Skip to main content

2.OpenStack 报错汇总

報錯:Horizon Access - Unable to create a new session key. It is likely that the cache is unavailable

用devstack安裝openstack后,重啓電腦后,無法登錄openstack web control ,報錯是無法生成session key

解決方案: 原因是memcached沒有啓動,啓動memcached並設爲自啓

systemctl enable memcached
systemctl start memcached

參考:https://stackoverflow.com/questions/63452218/horizon-access-unable-to-create-a-new-session-key-it-is-likely-that-the-cache#:~:text=openstack%20%2D%20Horizon%20Access%20%2D%20Unable%20to,cache%20is%20unavailable%20%2D%20Stack%20Overflow

報錯:用devstack安裝openstack后,本機能夠登錄openstack web control(http://xxxxxxx/dashboard), 但是其他主機無法通過瀏覽器打開openstack web control

解決方案: 1.首先查看了httpd服務,服務正常,然後重啓httpd后,還是無法訪問,查看httpd日志,沒有遠程主機相關的通信日志

2.使用python開了一個自帶的簡易http服務,發現http服務在非80端口也無法訪問

#開啓python自帶的簡易http服務
python -m http.server

3.分別在openstack所在linux主機使用tcpdump和windows瀏覽器主機上使用wireshark抓包工具抓包,linux主機上能夠收到windows發送的tcp請求,windows主機上包顯示發送了SYN,但是沒有收到ACK,可能是linux主機收到的包被丟棄了

#linux主機上運行
sudo tcpdump src 192.168.123.160 #160是windows主機ip
#windows主機上運行
ip.addr == 192.168.123.150 #wireshark過濾條件

4.linux上的firewalld進程狀態是關閉,查看到iptables INPUT之開啓了ssh相關的tcp端口

sudo iptables -L
Chain INPUT (policy ACCEPT)

────────────────────

题目 1: 请重新写出记录中从含有"of the sofa"的那一行起、直到记录最后一行为止的各行，首尾两行均包括在内，其中的要求也照样写出，只输出这些行。答案中的每个坐标值都乘以0.9，再四舍五入为整数，遇到.5一律进位。

────────────────────

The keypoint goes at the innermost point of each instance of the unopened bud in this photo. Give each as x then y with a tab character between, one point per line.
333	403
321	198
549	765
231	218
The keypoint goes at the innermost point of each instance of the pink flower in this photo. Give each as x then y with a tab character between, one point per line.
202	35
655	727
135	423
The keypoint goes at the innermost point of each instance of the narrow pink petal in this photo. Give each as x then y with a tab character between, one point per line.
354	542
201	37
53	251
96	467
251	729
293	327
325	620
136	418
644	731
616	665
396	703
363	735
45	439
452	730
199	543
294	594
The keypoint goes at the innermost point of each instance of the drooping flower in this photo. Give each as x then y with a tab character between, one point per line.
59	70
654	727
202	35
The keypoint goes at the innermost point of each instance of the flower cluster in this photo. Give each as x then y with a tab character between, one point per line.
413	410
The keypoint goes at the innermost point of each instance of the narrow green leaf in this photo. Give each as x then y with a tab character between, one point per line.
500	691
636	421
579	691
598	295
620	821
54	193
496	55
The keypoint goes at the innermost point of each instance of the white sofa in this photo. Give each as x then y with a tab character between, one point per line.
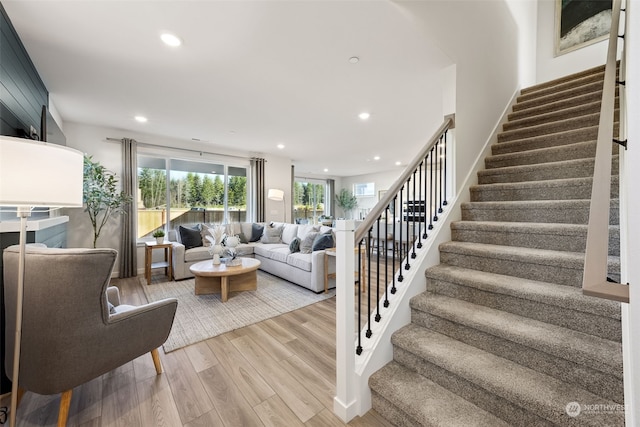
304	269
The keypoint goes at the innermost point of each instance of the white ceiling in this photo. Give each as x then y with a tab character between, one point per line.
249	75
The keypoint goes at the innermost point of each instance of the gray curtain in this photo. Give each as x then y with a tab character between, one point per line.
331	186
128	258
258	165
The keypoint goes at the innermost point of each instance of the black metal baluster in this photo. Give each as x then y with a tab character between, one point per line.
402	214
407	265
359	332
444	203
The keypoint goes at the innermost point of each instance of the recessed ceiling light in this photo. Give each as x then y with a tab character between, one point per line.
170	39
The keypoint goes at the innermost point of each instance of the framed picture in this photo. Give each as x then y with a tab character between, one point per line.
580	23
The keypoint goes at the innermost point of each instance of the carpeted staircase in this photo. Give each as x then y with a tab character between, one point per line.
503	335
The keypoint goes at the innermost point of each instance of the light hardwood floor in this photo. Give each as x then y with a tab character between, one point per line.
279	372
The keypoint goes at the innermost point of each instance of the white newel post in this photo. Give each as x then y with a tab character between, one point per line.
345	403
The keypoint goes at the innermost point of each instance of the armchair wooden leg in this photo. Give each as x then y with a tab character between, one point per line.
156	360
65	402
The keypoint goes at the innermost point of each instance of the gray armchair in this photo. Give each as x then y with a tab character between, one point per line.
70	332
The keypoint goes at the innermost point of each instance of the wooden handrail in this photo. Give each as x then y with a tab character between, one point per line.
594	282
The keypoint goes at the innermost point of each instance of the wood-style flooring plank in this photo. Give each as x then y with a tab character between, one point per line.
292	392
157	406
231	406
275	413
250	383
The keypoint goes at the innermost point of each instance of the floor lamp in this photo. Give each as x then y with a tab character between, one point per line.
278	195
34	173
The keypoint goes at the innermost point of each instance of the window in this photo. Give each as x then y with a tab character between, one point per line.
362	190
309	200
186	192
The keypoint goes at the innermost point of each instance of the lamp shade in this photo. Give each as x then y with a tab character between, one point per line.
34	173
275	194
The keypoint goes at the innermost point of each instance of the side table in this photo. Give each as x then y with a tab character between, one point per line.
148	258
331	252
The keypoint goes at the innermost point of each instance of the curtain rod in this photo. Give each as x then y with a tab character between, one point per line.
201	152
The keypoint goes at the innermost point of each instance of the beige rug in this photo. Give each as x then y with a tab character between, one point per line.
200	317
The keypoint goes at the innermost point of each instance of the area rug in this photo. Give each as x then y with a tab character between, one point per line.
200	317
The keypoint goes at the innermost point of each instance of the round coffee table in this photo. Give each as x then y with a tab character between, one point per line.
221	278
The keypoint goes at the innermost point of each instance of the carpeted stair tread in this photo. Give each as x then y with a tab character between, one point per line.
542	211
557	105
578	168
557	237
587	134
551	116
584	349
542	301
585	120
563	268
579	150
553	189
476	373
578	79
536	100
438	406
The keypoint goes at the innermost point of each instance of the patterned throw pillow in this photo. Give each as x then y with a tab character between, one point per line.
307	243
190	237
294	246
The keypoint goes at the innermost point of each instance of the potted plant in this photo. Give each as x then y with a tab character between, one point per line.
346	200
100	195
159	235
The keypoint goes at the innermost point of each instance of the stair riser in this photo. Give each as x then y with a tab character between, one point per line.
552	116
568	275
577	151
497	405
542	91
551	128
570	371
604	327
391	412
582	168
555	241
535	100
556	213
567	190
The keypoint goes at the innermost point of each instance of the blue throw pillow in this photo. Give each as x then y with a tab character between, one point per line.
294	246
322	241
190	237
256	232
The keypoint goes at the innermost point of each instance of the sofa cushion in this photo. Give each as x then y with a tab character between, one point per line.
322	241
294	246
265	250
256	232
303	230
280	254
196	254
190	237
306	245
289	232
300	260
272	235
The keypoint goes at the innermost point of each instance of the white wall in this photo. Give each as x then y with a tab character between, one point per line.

────────────────────

题目 2: 这篇 OpenStack 报错汇总提到，重启电脑后无法登录 web control，提示无法生成 session key。文中说明的原因是什么？给出的解决办法又是什么？

解答过程 1:
The keypoint goes at the innermost point of each instance of the sofa cushion in this photo. Give each as x then y with a tab character between, one point per line.
290	217
265	221
239	225
230	209
273	207
252	229
176	229
171	213
275	221
260	209
270	234
245	212
The keypoint goes at the innermost point of each instance of the white wall in this photo. Give each as x then y with a tab character between, one point per line.

解答过程 2: 原因是 memcached 没有启动。解决办法是启动 memcached 并设为自启，即执行 systemctl enable memcached 和 systemctl start memcached。